* START AVAILABLE DATA *

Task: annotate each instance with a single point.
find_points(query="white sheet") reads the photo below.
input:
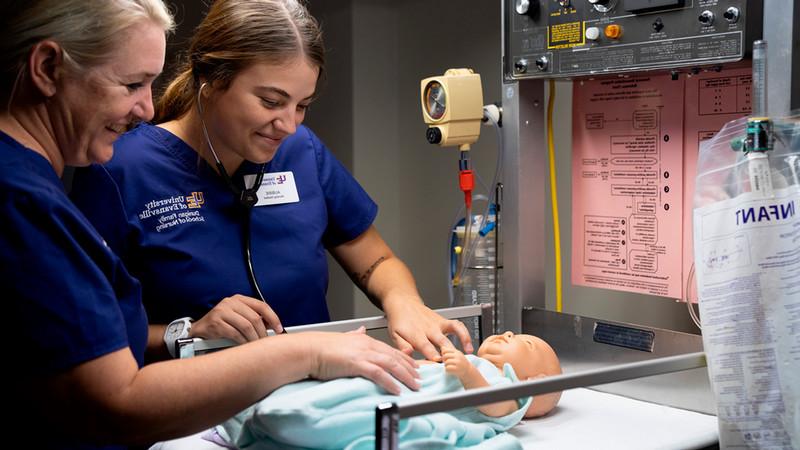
(586, 419)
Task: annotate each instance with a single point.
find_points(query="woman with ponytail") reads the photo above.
(225, 207)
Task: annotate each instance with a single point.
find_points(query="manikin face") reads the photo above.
(530, 357)
(262, 106)
(96, 106)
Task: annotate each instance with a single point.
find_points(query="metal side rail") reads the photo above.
(190, 347)
(388, 415)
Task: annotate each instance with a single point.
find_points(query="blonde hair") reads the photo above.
(234, 35)
(88, 31)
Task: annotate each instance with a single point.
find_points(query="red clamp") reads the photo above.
(466, 182)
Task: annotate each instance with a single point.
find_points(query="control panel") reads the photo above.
(571, 38)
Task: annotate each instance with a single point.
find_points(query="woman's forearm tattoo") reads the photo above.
(363, 278)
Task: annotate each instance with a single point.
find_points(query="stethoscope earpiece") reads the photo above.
(248, 197)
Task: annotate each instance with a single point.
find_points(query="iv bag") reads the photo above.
(747, 260)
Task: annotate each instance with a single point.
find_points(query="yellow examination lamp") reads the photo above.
(452, 106)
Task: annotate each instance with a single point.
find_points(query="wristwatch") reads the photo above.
(177, 329)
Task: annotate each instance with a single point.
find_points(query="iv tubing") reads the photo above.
(553, 192)
(468, 251)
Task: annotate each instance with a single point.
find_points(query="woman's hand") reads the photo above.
(414, 326)
(336, 355)
(239, 318)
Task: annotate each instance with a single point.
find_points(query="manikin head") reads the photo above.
(530, 357)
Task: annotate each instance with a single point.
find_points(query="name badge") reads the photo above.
(276, 188)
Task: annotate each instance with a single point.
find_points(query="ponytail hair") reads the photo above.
(234, 35)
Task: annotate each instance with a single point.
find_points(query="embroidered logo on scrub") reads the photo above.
(168, 212)
(195, 200)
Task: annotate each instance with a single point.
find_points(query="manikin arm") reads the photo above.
(388, 283)
(455, 363)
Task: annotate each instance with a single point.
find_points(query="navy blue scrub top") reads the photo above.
(67, 297)
(180, 230)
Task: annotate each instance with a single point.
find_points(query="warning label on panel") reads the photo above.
(565, 35)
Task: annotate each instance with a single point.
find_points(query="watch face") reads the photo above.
(176, 328)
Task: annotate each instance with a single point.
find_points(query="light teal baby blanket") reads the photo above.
(340, 414)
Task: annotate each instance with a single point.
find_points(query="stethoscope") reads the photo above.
(247, 197)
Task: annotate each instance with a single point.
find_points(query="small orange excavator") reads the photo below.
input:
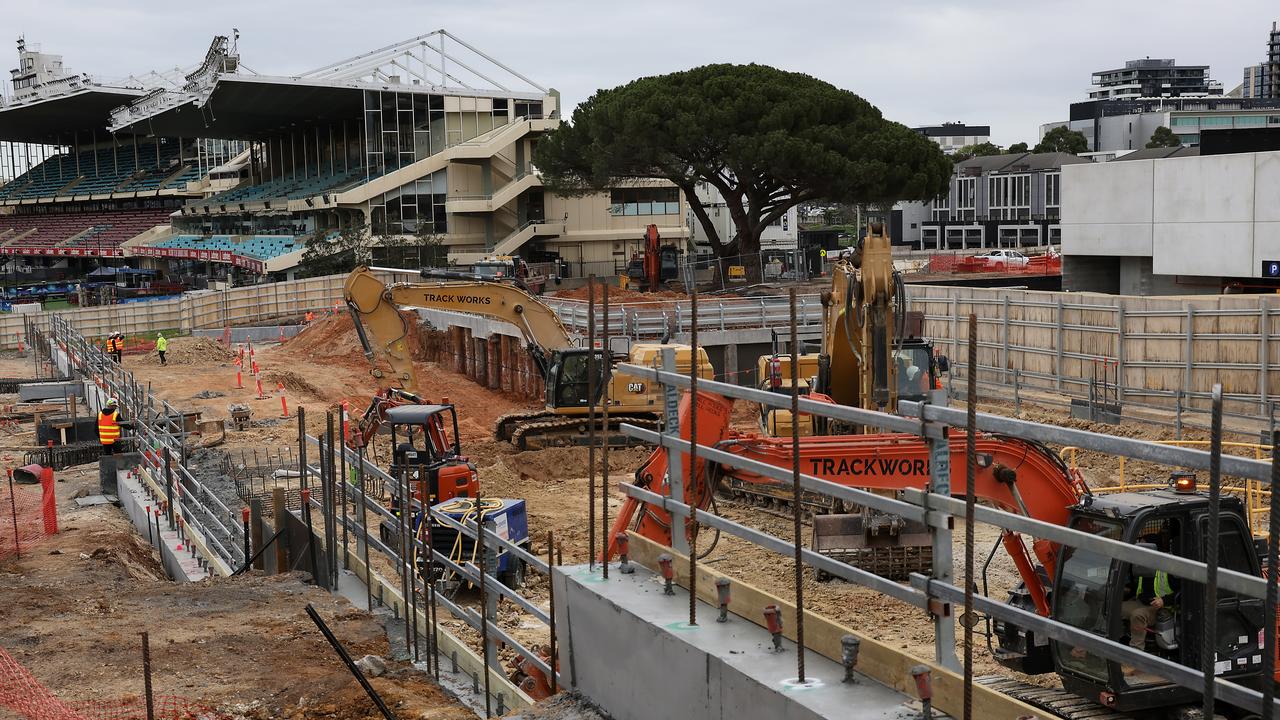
(1078, 587)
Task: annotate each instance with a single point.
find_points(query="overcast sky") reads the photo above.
(1011, 64)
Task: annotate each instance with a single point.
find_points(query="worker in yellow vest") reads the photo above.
(109, 427)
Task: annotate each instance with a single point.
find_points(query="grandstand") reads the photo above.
(429, 137)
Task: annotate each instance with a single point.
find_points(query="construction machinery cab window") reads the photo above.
(914, 372)
(567, 382)
(644, 201)
(1082, 596)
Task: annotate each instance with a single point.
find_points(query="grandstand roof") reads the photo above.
(237, 105)
(53, 119)
(254, 106)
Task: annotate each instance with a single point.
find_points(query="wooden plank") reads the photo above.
(822, 636)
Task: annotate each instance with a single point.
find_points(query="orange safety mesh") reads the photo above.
(27, 697)
(28, 514)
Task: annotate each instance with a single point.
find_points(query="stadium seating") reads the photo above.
(97, 172)
(104, 229)
(288, 188)
(260, 246)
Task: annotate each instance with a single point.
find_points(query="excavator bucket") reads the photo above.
(886, 545)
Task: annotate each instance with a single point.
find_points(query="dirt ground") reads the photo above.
(214, 627)
(72, 610)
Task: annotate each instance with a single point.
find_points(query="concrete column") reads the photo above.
(457, 346)
(504, 355)
(481, 352)
(470, 350)
(494, 363)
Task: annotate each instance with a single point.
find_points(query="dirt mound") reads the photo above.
(293, 382)
(197, 350)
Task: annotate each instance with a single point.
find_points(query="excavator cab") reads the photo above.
(568, 378)
(1096, 592)
(426, 451)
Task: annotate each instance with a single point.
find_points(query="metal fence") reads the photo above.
(936, 506)
(337, 479)
(160, 434)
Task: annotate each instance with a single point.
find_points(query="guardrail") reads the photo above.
(160, 433)
(347, 513)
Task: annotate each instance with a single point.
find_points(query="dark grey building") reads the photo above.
(1000, 201)
(1264, 78)
(1151, 77)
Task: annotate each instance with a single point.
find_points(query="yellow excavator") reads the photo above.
(375, 306)
(872, 355)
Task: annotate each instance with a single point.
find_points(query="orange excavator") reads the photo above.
(1082, 588)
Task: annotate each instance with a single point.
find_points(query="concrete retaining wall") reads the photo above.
(629, 648)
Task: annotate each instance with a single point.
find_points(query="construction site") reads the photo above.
(263, 481)
(507, 451)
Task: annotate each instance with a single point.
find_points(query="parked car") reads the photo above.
(1002, 259)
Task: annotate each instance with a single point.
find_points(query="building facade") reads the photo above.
(954, 136)
(1116, 126)
(999, 201)
(1151, 77)
(1171, 226)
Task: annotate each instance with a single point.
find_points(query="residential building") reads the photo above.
(1111, 126)
(954, 136)
(1171, 222)
(1151, 77)
(999, 201)
(1264, 78)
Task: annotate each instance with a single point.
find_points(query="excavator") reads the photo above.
(382, 329)
(1078, 587)
(873, 354)
(653, 265)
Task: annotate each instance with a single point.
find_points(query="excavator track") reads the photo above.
(508, 423)
(565, 432)
(896, 561)
(1057, 702)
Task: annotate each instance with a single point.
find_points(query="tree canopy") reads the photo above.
(977, 150)
(766, 139)
(1164, 137)
(1063, 140)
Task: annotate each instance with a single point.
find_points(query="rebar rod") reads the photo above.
(590, 422)
(795, 488)
(691, 478)
(1208, 641)
(970, 492)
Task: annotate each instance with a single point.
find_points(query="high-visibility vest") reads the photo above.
(109, 427)
(1162, 587)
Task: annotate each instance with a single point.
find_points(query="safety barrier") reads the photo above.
(336, 486)
(1257, 499)
(936, 506)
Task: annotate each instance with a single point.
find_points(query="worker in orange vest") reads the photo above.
(109, 427)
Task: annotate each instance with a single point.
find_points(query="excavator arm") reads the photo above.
(375, 308)
(1013, 474)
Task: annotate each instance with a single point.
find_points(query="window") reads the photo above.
(644, 201)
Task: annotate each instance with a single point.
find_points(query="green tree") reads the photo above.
(766, 139)
(978, 150)
(1164, 137)
(1063, 140)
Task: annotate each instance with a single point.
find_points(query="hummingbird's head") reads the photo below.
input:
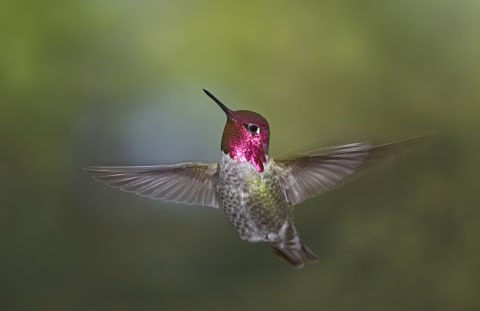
(246, 135)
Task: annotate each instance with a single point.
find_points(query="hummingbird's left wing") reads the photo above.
(187, 183)
(320, 170)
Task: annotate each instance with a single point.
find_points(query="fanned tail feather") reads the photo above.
(292, 249)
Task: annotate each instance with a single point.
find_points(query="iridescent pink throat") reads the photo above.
(246, 152)
(244, 146)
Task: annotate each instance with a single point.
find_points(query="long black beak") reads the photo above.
(227, 111)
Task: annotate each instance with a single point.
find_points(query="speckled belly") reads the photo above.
(253, 202)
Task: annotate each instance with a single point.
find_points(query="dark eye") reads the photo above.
(252, 128)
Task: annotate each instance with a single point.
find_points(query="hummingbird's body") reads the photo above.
(256, 192)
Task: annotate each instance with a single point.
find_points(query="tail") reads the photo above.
(291, 248)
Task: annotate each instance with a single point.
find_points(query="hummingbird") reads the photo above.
(257, 192)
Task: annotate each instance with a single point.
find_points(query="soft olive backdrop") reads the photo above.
(119, 82)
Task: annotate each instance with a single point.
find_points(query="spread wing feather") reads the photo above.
(320, 170)
(187, 183)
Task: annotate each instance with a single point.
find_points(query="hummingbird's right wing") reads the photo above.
(320, 170)
(187, 183)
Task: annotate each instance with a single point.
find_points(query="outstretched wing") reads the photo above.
(187, 183)
(317, 171)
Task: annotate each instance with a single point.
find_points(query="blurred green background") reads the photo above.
(119, 82)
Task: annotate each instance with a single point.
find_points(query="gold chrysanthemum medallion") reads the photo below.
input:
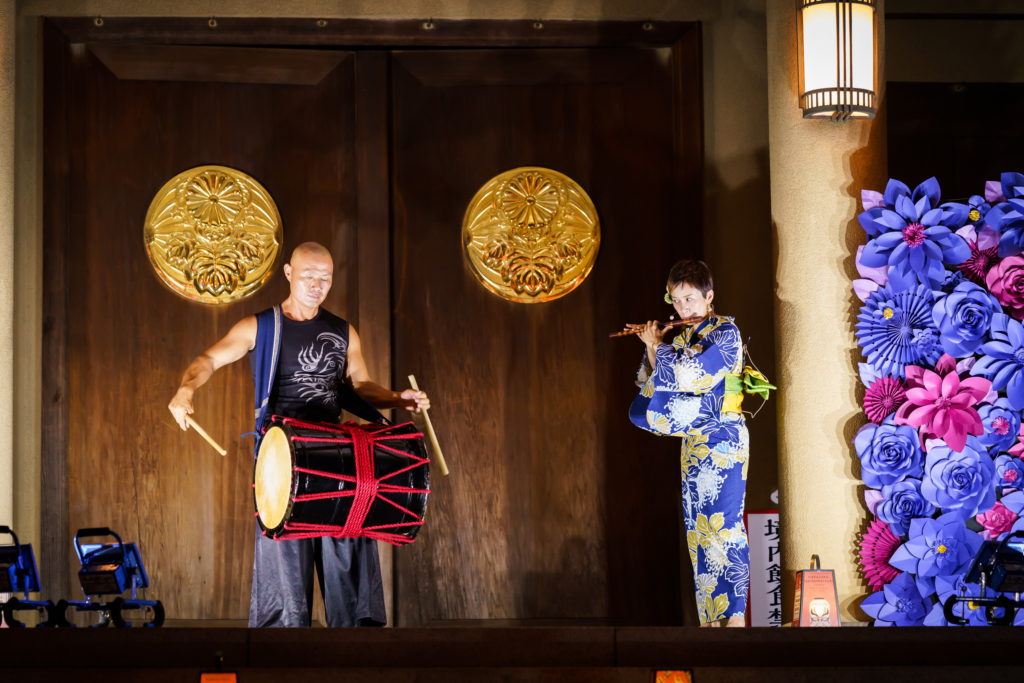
(213, 235)
(530, 235)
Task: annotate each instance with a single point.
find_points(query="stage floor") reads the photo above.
(604, 654)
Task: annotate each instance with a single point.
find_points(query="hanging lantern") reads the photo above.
(837, 66)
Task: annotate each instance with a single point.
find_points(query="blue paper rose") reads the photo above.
(940, 547)
(963, 317)
(961, 482)
(1001, 423)
(899, 603)
(888, 453)
(901, 503)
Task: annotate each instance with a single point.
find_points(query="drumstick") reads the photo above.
(202, 432)
(430, 432)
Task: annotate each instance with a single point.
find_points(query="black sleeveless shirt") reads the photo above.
(310, 368)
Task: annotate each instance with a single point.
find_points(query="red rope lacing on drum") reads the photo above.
(368, 487)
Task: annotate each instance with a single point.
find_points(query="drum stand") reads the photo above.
(18, 574)
(999, 565)
(110, 569)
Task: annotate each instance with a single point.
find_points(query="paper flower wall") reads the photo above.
(940, 329)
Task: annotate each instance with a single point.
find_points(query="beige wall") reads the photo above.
(7, 120)
(817, 170)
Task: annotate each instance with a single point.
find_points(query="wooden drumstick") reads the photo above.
(202, 432)
(430, 432)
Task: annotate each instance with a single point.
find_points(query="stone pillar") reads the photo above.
(8, 13)
(818, 168)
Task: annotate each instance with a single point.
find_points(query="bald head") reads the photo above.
(310, 249)
(309, 274)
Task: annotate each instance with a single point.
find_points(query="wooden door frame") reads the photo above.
(374, 210)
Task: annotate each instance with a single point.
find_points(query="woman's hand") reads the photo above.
(651, 334)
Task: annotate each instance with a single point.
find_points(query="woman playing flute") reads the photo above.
(689, 388)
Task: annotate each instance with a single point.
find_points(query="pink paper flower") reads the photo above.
(940, 406)
(984, 246)
(877, 546)
(1018, 449)
(1006, 281)
(997, 520)
(883, 397)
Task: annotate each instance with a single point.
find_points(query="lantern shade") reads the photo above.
(838, 58)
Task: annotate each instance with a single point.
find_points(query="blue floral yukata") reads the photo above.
(685, 395)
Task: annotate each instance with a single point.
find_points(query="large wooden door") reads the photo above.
(557, 508)
(134, 119)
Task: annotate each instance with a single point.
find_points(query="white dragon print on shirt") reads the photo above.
(323, 365)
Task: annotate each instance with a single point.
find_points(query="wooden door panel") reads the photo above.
(128, 338)
(557, 507)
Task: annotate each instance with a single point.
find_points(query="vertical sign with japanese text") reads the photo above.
(765, 604)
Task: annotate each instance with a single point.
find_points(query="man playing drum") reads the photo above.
(303, 359)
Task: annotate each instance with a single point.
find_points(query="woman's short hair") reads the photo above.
(691, 271)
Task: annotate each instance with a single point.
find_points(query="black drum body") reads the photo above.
(342, 480)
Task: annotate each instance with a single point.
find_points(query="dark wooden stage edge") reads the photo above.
(598, 653)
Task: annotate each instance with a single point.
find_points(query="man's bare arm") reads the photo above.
(239, 340)
(374, 393)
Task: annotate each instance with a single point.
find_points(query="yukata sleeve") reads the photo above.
(644, 372)
(700, 367)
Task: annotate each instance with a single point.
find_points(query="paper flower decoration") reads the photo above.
(888, 453)
(1001, 425)
(883, 397)
(895, 329)
(996, 521)
(911, 235)
(1003, 359)
(899, 603)
(1009, 472)
(1008, 215)
(900, 504)
(963, 317)
(984, 245)
(877, 545)
(941, 406)
(937, 547)
(961, 482)
(1006, 281)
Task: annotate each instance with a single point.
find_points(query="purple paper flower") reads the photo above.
(1008, 216)
(964, 317)
(895, 329)
(961, 482)
(1003, 359)
(1001, 425)
(942, 404)
(937, 547)
(899, 603)
(977, 206)
(901, 503)
(1006, 281)
(1009, 472)
(911, 233)
(984, 244)
(888, 454)
(883, 397)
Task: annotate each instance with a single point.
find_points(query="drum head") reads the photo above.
(273, 477)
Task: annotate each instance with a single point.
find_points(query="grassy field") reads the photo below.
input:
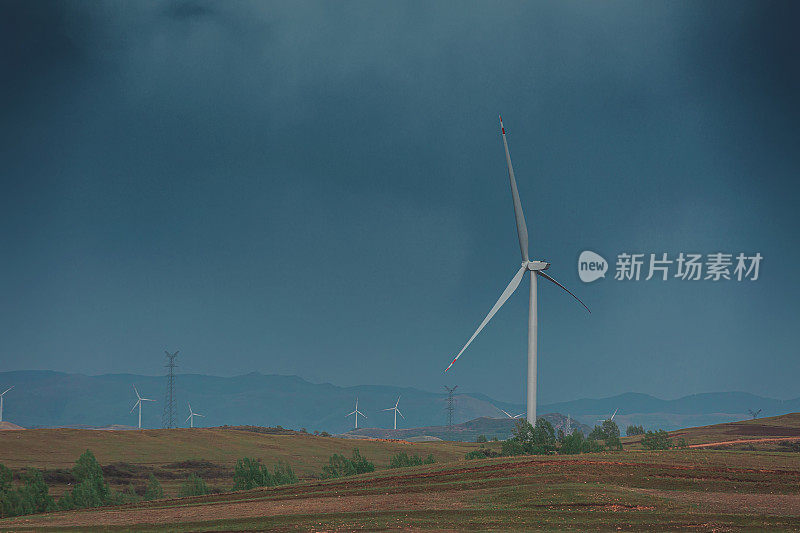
(131, 456)
(688, 489)
(681, 490)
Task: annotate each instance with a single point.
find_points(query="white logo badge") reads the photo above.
(591, 266)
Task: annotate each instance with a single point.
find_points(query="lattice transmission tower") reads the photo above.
(168, 416)
(451, 407)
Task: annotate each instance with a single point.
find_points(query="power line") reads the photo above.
(168, 417)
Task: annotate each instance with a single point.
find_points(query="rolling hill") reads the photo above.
(56, 399)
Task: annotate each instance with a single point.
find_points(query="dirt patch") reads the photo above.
(728, 502)
(741, 441)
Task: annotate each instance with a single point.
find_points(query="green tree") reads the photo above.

* END AVAILABLE DATA *

■ **EXERCISE TASK**
Pull out every line of the data above that contains the word "metal".

■ **ANSWER IN FULL**
find_points(query="metal side rail") reads the photo above.
find_points(query="metal fence") reads the photo above.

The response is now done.